AIM OF THE TASK: Can you write out the records below again, changing every "single point" to "one point" and keeping everything else the same? Leave the pictures out of your answer.

[begin RAW DATA]

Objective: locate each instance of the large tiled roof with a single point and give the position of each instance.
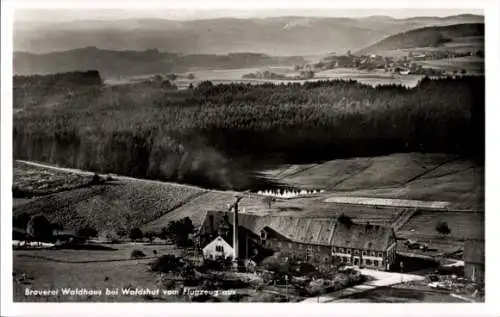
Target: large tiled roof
(310, 230)
(474, 251)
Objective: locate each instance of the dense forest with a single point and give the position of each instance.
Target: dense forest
(130, 63)
(214, 135)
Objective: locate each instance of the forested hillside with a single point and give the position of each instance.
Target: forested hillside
(284, 35)
(128, 63)
(214, 135)
(427, 37)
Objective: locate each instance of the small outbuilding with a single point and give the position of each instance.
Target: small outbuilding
(474, 260)
(218, 248)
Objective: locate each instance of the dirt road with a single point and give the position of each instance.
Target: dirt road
(381, 279)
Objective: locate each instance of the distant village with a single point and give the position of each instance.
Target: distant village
(403, 65)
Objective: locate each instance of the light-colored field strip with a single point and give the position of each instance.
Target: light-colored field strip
(382, 279)
(388, 202)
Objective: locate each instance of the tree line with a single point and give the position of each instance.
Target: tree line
(212, 135)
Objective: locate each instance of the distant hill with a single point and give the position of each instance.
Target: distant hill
(434, 36)
(293, 35)
(127, 63)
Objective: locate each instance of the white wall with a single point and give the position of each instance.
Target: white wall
(211, 249)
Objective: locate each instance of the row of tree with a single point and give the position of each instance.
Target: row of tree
(208, 135)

[end RAW DATA]

SOLUTION TO THIS TASK:
Objective: locate each instance of the large tiled roof with a one point and give the position of each instance.
Target: large tiled roof
(310, 230)
(474, 251)
Objective: locate each instance of the dense forest with a one point and give the position of each instance.
Target: dense forest
(130, 63)
(214, 135)
Objective: locate each instance of the forested hillside with a one point and give the position of each instance.
Target: forested hillside
(284, 35)
(128, 63)
(214, 135)
(427, 37)
Objective: locate each instance of the small outbuilding with a one point and give the position of each instance.
Target: small outbuilding
(474, 260)
(218, 248)
Objective: locate each instance of the dirt road with a one point and give the position of each instance.
Target: dirt road
(381, 279)
Objective: locate each instance of the distant village with a one point and give the position of each instance.
Target: distant village
(403, 65)
Objective: locate each instance of the light-colored field strip with a one point and give the position of each instance.
Target: light-colored field strip
(382, 279)
(388, 202)
Objective: locate each instance of the tree line with a one point and give the position of each instance.
Target: tree line
(212, 135)
Objective: locate each instance of the distant hill with a one point and give the position of each instance.
Target: distant hill
(434, 36)
(293, 35)
(127, 63)
Objective: locate each instance of the white wall with a one point and give the position of each instance.
Target: white wall
(211, 249)
Objective: locate each instance of the row of tree with a one point and give the position of each instance.
Target: row of tree
(208, 135)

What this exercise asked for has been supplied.